* Your tasks
1. According to the divorce thread, how long have the original poster and her husband been married?
2. Revise the divorce thread from "## BeyondRepair007 (Nov" up to and including "in this situation.", replacing "distant" with "remote".
--- begin Extract provided ---
# Contemplating divorce



## Ambercat (4 mo ago)

.


----------



## BeyondRepair007 (Nov 4, 2021)

Ambercat said:


> OH and I have been married 32 years, 3 adult children, 2 still at home, both in our mid 50's.
> 
> We've spent many years trying to work on our differences without success and over the past 3 years have become incredibly distant and emotionally shut off from each other.
> 
> ...


@Ambercat That's really a tragedy of a marriage. I'm sorry you are in this situation.

I suspect this is closest to the truth of your situation:
"_says he wishes we'd divorced in 2006 and that he isn't the right person for me. _"

32 years will take a lifetime to get over if you do divorce. Is there any chance of making counseling a permanent part of your lives? Things got better during the counseling years, right? But not fixed. Can you try again with a different/better counselor? And keep them in your life, don't stop until a permanent change is apparent.
--- end Extract provided ---
--- begin Excerpted data ---
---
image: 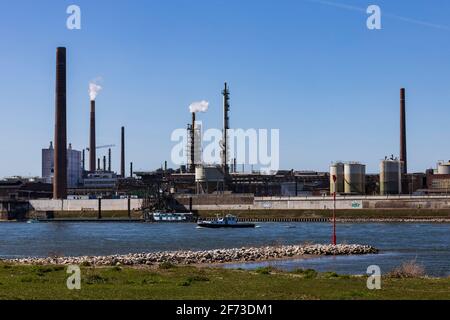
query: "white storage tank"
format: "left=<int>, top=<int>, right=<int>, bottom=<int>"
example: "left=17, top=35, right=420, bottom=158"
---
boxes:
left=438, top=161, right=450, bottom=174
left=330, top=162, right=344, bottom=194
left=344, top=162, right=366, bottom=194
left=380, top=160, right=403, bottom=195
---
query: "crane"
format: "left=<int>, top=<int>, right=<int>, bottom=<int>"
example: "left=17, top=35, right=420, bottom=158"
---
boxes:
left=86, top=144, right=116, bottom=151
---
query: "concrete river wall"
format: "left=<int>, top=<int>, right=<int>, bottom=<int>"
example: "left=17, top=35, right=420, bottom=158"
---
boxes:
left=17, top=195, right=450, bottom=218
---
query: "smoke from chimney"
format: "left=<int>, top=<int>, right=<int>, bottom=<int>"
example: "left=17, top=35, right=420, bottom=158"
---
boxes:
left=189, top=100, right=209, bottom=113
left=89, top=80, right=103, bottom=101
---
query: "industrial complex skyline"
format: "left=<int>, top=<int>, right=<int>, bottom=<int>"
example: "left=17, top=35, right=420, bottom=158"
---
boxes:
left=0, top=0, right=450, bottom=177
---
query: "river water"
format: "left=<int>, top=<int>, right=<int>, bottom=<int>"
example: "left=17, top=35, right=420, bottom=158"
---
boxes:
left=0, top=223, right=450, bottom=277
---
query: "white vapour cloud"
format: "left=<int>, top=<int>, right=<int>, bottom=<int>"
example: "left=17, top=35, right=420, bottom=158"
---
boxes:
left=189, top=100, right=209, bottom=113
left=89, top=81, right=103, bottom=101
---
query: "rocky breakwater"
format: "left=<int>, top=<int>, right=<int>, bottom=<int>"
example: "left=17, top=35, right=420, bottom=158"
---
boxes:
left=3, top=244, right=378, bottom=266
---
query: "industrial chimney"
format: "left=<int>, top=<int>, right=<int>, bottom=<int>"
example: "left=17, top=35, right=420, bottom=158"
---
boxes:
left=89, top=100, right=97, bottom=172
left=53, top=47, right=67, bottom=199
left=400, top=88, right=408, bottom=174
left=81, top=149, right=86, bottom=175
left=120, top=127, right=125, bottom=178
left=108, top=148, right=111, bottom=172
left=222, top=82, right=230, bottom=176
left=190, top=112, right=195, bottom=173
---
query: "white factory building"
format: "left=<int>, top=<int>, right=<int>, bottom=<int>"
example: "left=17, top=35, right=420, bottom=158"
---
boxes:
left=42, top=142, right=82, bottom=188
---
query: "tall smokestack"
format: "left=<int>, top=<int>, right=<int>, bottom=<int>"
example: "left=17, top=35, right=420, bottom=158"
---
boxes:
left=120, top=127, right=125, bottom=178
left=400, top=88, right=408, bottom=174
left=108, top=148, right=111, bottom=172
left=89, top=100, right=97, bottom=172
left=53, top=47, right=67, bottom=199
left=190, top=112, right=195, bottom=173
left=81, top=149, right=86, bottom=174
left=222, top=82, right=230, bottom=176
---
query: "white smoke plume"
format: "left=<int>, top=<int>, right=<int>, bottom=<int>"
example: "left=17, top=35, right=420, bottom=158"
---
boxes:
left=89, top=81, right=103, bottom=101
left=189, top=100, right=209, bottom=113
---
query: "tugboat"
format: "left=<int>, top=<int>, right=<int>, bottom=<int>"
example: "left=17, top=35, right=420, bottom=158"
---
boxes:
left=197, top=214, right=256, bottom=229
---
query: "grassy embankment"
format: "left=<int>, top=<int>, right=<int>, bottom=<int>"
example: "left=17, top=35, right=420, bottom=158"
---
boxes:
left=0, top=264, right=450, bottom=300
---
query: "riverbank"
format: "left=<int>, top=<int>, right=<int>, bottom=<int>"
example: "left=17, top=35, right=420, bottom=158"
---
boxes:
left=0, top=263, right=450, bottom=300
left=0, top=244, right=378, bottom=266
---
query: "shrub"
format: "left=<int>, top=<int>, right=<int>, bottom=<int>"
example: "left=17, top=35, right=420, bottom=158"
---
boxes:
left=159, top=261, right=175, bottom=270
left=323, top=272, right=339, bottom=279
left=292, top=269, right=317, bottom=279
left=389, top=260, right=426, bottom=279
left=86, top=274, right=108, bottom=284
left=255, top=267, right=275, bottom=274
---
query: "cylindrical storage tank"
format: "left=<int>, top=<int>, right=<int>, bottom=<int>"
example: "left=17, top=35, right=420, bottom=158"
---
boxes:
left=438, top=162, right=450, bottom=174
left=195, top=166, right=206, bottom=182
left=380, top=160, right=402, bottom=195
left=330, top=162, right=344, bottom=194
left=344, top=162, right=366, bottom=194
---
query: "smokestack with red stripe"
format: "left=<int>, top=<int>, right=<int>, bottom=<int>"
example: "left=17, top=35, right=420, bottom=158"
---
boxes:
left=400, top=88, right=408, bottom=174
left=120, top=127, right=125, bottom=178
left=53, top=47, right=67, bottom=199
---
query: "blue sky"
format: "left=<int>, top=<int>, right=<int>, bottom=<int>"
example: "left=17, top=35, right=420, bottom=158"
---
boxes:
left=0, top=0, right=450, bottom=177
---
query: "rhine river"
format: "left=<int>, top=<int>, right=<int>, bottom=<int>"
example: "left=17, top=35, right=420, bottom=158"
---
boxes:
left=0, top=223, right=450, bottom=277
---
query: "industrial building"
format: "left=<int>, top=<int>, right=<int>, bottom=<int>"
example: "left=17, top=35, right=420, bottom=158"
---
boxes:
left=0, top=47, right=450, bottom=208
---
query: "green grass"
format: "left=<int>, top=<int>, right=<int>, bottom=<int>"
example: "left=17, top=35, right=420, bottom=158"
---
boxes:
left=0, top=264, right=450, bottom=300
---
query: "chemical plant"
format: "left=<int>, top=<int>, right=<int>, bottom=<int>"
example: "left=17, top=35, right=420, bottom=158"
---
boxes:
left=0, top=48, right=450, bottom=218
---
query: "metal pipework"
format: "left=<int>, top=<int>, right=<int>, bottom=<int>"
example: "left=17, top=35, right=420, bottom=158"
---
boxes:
--- end Excerpted data ---
* Responses in order
1. 32 years.

2.
## BeyondRepair007 (Nov 4, 2021)

Ambercat said:


> OH and I have been married 32 years, 3 adult children, 2 still at home, both in our mid 50's.
> 
> We've spent many years trying to work on our differences without success and over the past 3 years have become incredibly remote and emotionally shut off from each other.
> 
> ...


@Ambercat That's really a tragedy of a marriage. I'm sorry you are in this situation.